What lines in the records below contain the string "flag"? Copy every one.
----- Extracted entries -----
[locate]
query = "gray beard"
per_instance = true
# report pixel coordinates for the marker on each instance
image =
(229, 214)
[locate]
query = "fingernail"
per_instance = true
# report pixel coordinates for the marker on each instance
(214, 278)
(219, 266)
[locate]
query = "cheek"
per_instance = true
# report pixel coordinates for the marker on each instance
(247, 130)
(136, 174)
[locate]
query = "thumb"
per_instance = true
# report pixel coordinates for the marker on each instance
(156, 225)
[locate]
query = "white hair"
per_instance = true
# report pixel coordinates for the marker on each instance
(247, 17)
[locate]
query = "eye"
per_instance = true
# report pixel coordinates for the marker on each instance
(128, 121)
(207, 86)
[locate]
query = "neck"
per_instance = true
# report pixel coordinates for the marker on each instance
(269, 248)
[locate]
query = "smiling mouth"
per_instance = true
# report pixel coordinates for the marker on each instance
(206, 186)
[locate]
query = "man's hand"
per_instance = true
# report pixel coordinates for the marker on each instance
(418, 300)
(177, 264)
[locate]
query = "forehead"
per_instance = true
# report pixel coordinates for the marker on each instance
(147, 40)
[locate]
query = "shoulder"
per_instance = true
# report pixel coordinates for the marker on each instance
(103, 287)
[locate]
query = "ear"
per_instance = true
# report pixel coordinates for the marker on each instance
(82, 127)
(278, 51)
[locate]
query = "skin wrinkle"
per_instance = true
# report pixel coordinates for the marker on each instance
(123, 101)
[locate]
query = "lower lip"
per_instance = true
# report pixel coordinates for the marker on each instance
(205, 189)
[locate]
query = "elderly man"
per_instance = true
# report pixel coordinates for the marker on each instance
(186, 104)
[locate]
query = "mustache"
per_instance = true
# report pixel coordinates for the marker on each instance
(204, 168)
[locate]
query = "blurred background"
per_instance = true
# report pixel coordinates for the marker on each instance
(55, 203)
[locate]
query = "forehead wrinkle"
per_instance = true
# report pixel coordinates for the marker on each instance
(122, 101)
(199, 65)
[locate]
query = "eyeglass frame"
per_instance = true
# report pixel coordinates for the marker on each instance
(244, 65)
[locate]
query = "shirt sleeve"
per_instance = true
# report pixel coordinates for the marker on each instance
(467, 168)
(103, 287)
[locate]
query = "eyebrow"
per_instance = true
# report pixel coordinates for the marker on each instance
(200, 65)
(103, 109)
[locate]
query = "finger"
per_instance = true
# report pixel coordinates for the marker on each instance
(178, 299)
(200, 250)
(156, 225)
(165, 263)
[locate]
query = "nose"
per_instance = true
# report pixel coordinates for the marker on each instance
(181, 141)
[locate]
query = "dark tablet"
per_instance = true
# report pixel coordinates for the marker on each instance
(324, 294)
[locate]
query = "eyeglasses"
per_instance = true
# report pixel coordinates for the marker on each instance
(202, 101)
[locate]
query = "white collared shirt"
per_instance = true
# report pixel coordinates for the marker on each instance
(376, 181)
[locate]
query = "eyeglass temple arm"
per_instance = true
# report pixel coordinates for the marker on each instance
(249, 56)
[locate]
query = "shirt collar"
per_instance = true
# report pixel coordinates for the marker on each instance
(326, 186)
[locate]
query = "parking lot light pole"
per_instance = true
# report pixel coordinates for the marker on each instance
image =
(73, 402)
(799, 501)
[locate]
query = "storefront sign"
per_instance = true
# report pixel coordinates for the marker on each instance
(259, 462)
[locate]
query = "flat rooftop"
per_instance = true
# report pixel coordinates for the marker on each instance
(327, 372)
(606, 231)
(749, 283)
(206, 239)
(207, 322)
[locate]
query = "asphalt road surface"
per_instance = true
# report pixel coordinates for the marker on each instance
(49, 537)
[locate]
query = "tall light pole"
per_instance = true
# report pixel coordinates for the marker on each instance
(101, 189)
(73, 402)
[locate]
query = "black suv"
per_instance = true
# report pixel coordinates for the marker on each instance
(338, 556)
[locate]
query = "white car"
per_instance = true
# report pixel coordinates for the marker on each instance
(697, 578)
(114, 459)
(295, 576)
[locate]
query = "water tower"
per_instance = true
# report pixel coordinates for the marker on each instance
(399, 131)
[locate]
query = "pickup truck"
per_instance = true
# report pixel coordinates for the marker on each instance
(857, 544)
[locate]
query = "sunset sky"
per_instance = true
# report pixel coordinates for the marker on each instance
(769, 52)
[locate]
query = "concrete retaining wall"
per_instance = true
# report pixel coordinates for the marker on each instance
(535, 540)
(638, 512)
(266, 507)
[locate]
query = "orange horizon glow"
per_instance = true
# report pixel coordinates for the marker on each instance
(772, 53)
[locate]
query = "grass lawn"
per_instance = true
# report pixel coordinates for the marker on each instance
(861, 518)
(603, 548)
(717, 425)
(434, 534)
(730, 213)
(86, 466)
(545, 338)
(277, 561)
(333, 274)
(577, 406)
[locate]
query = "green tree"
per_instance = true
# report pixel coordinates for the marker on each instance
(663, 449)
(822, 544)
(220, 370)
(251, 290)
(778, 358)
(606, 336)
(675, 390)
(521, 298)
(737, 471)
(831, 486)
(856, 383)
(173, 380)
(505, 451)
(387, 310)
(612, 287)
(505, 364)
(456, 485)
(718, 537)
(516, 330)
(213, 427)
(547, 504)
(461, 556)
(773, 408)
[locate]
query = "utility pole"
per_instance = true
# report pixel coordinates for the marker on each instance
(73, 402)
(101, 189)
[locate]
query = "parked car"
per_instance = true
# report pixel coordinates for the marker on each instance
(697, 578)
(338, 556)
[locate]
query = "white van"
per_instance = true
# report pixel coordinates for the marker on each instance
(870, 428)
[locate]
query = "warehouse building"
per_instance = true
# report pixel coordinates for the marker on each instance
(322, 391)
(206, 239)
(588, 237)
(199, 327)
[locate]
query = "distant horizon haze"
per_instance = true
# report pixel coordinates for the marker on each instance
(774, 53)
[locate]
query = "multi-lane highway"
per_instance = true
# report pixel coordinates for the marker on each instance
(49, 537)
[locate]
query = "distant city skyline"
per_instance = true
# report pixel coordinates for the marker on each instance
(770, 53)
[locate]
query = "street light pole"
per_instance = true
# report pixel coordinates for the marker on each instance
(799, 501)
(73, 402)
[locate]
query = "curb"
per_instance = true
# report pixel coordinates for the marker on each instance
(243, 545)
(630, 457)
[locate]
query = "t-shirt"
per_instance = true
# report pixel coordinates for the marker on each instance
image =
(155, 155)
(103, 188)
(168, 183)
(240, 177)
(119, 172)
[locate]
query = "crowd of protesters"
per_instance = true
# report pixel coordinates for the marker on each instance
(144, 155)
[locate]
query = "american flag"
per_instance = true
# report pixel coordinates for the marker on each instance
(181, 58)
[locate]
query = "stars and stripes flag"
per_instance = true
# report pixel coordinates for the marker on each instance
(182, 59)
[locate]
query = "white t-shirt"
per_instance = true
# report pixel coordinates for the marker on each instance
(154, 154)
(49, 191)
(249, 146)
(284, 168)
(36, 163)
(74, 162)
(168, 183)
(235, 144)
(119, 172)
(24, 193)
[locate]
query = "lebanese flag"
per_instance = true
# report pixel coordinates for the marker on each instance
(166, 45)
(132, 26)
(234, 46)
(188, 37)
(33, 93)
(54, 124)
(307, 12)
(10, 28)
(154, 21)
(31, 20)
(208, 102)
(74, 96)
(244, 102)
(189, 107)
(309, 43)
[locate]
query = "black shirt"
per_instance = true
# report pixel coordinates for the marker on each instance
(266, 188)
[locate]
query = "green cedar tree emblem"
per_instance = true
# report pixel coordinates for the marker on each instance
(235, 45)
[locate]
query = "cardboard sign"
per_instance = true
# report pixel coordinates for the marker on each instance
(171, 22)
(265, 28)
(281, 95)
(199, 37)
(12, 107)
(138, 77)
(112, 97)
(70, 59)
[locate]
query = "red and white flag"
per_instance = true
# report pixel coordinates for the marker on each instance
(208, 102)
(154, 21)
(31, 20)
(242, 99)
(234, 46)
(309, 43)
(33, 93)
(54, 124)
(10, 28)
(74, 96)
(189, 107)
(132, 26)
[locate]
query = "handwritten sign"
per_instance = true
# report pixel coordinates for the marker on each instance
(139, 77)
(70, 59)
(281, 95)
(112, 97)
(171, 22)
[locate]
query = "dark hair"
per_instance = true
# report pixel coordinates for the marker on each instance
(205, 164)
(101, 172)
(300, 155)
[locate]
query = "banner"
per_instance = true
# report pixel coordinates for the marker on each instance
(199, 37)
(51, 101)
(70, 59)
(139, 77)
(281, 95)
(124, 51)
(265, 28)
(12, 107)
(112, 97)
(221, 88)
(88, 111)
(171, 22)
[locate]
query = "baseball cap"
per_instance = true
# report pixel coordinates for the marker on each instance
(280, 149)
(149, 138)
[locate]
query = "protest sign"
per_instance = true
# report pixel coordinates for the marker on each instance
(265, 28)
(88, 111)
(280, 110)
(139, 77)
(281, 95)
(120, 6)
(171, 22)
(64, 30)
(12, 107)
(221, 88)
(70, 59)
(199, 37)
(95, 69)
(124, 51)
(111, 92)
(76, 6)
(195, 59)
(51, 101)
-----
● Completed exercise:
query = "american flag"
query = "stars and stripes flag"
query = "lebanese flag"
query = "red and white flag"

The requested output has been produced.